[Start of section]

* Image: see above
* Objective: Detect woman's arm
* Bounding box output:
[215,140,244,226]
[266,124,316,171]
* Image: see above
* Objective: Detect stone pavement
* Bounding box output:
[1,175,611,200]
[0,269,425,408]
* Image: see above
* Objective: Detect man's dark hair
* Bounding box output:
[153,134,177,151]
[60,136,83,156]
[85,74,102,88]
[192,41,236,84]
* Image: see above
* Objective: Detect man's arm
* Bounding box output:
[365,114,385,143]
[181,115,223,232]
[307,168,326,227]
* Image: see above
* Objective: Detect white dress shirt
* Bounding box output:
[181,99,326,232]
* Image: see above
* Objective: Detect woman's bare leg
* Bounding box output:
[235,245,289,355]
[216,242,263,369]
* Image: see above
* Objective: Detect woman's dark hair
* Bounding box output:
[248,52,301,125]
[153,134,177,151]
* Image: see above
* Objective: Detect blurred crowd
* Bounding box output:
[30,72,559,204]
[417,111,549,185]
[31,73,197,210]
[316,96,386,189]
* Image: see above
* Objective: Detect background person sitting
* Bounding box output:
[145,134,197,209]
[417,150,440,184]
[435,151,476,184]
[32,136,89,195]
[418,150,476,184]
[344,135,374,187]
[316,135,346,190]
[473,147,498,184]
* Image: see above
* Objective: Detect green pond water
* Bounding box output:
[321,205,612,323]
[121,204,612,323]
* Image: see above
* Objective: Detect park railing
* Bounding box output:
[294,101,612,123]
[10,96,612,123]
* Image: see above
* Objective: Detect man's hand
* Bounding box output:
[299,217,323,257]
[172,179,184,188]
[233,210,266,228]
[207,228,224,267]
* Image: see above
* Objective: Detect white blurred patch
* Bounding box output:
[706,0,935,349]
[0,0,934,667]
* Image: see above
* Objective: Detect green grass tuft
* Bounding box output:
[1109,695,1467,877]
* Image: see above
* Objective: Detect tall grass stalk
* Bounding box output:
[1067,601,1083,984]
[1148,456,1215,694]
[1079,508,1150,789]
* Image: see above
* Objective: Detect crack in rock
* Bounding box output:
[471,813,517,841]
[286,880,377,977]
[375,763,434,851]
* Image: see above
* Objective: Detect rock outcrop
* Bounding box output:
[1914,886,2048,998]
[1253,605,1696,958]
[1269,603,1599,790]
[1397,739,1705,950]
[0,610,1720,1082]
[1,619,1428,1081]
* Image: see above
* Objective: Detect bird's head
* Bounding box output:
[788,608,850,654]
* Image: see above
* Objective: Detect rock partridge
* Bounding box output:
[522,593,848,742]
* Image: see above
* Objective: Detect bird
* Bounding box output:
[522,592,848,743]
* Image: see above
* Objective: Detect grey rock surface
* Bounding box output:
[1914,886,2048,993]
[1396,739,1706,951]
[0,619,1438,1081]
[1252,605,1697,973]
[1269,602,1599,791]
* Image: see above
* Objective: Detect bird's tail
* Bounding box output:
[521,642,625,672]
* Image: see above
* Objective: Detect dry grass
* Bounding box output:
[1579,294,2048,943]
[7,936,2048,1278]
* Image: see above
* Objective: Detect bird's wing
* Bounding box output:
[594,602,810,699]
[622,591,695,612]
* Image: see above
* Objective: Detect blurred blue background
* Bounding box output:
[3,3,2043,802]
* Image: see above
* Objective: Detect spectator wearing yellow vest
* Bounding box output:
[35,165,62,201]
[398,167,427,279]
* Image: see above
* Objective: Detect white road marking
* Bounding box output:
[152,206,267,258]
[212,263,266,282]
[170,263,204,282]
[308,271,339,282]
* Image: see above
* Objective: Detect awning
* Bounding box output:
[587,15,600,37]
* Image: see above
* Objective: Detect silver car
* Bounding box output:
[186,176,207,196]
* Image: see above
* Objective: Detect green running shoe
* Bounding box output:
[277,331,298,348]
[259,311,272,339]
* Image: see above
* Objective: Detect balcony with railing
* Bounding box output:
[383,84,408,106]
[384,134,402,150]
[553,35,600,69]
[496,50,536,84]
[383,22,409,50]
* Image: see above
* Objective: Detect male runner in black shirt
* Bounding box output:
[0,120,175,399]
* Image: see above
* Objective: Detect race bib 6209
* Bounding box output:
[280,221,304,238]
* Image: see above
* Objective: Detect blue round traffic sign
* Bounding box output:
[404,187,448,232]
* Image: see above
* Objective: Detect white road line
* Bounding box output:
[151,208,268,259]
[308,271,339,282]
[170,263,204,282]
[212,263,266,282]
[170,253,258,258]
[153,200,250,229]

[End of section]

— EXERCISE —
Using the entries, return every line where the word "railing" can be found.

— OUTPUT FOR THIS EXERCISE —
* Objective: Detect park railing
* Objective: Detect balcony with railing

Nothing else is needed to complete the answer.